--- Begin ---
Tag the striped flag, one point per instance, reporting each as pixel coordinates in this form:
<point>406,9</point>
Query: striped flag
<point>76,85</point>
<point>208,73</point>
--- End ---
> [What is expected]
Print these records again, keeping every line identical.

> [Solution to the problem]
Tag the striped flag, one point per instance, reporting each as pixel coordinates in this form:
<point>406,9</point>
Query: striped flag
<point>76,85</point>
<point>208,73</point>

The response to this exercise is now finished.